# Предложенный отрывок:
"""
Там, где юго-запад Туркменистана упирается в астрабадские провинции Персии, в устье Атрека, вырывшего себе залив в мокрых и парных берегах, лежит поселок Гасан-Кули — джунгли и субтропики Туркменистана.

Бросаясь с высоких гор в море, Атрек разрывает под собой землю и, пятясь от Каспия, трусливо зарывается в ложбину берега и так граничит с морем полупресной мелководной лужей, утыканной заграждением камышей. Пароходы останавливаются перед Гасан-Кули в девяти километрах от берега, и пассажиры пересаживаются в большие лодки, из них в малые, из малых на арбы с высокими колесами и долго едут по морю на экипаже, пока сразу не въезжают в селение с ленивым равнодушием буржуа, возвращающихся домой с пригородных дач.

Море перед Гасан-Кули служит прохладной площадью, и только по нему можно удобно проехать на экипаже, не боясь пыли, удушья тесных улиц и попрошайничества мальчишек. Это гигантский парк воздуха, воды и неба, в котором пароход, и каик, и арба лишь отдельные виды шуточного, затейного транспорта, вроде катанья на верблюде в зоопарке или с русских гор на Ленинских холмах под Москвой.
"""
# Задания:
(a) Найдите в записях все строки, где встречается слово "tree", и выпишите их целиком. Регистр букв имеет значение.
(b) Продолжите отрывок о поселке Гасан-Кули, начав сразу после его последнего предложения.
Отрывок и записи между собой никак не связаны.

# Исходные данные:
"""
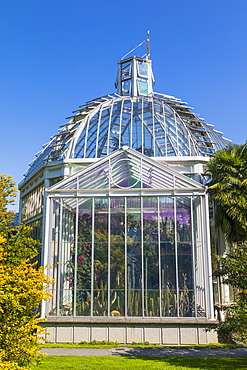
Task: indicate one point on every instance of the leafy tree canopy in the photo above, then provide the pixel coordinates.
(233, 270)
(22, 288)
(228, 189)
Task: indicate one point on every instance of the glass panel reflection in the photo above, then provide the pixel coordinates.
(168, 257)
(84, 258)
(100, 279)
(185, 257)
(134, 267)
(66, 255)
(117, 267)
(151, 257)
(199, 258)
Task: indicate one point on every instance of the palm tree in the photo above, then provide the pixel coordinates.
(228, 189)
"""
"""
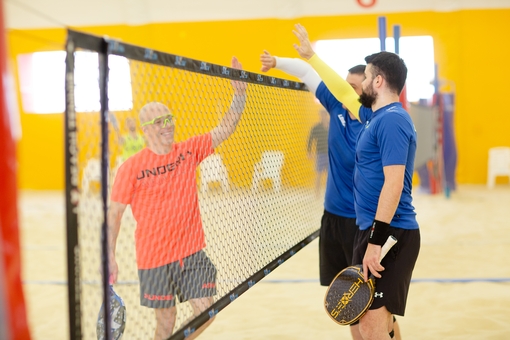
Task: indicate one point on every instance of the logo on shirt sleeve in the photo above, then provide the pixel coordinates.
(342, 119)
"""
# Ответы по заданиям:
(a)
Task: indicate one point on every instance of the leafy tree canopy in the photo above, then provide the pixel coordinates.
Task: indicate one point on every instance of the palm tree in the photo above, then provide the pixel coordinates.

(b)
Парк-море у Гасан-Кули богат оттенками воды и населен шумными птицами. Это зимний птичий курорт всего СССР. Они живут в камышах залива землячествами, бесцельно полощутся в воздухе, поглядывают за морем, поздно укладываются спать и прорабатывают погоду своих родин по остаткам северных ветров, растворяющихся последними каплями в погоде южного Каспия. Розовые фламинго ростом в десятилетних ребят шарят в воде, как тряпичники на свалке, клювами, изогнутыми в крюк. «Пуля не догоняет фламинго, — утверждают гасан-кулинцы, — мы догоняем птицу конем».

Привычкам птиц на зимнем отдыхе присуща капризность и некоторая распущенность. Они относятся к людям Гасан-Кули, как купальщицы к любителям подглядеть в щель раздевальни, — чуть-чуть презрительно и с напряженным искусственным равнодушием, за которым скрывается вызов, поза или смятение.

Фламинго забираются в воду по самый живот. В таком положении они не могут даже взлетать, потому что размаху крыльев мешает вода.

Тогда охотники-иомуды вздымают коней и во весь опор несутся в воду и по воде сотни метров, километр, пока не пробираются к птицам. Фламинго бросаются назад к мелким местам — и два ряда тел, черных и розовых, с криками и визгом стремятся друг другу навстречу. Конь быстрее фламинго и настигает жертву на глубоких местах. Птиц ловят арканом или бьют из ружей.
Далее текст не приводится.